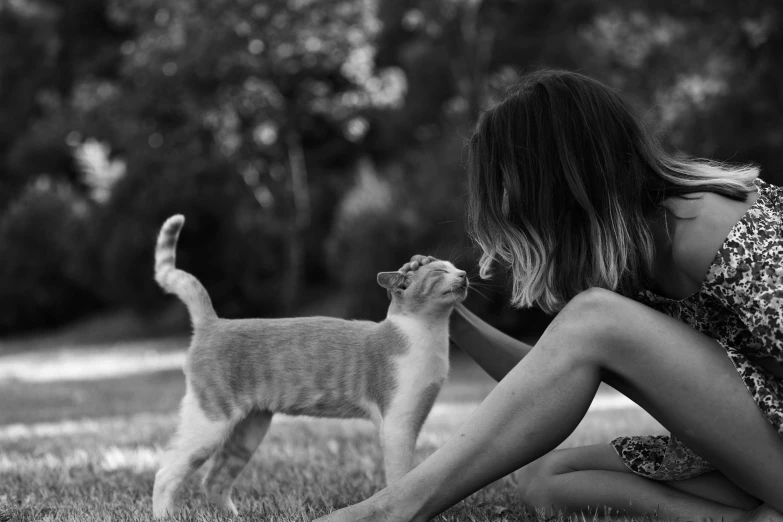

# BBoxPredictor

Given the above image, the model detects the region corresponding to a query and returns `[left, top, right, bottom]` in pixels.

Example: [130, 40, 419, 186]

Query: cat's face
[378, 260, 468, 312]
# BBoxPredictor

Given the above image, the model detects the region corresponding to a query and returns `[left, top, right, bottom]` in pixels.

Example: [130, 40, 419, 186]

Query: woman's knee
[516, 451, 570, 508]
[541, 288, 628, 357]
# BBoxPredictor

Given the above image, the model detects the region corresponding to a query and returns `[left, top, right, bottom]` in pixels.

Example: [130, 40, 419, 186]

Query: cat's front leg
[380, 418, 418, 486]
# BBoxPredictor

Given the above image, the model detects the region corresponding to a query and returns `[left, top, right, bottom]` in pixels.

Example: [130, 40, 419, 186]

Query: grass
[0, 332, 661, 522]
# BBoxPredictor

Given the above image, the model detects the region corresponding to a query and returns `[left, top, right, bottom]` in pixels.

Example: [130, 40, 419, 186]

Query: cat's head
[378, 260, 468, 314]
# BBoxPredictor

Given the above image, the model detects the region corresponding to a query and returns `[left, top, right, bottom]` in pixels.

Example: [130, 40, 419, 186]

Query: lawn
[0, 328, 662, 521]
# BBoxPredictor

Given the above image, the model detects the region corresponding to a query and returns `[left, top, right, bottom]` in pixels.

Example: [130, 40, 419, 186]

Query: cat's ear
[378, 272, 408, 292]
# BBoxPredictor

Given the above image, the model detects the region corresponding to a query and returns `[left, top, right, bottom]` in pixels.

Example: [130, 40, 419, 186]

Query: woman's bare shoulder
[672, 188, 758, 285]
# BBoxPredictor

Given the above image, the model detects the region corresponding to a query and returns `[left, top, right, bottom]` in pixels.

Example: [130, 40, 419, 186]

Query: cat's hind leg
[202, 410, 272, 515]
[152, 391, 231, 519]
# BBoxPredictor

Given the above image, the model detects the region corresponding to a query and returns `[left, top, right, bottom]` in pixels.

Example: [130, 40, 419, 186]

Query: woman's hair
[468, 70, 758, 313]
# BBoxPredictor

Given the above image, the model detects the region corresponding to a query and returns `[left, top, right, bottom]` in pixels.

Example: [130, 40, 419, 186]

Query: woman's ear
[378, 272, 408, 292]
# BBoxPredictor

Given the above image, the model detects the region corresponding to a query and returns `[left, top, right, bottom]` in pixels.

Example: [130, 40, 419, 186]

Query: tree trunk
[282, 130, 310, 315]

Given task:
Identify every line in the listing above that contains the string "woman", and copy each of those lines.

Reply to the task:
Query: woman's knee
Query: woman's bare shoulder
Query: woman's hair
Query: woman's ear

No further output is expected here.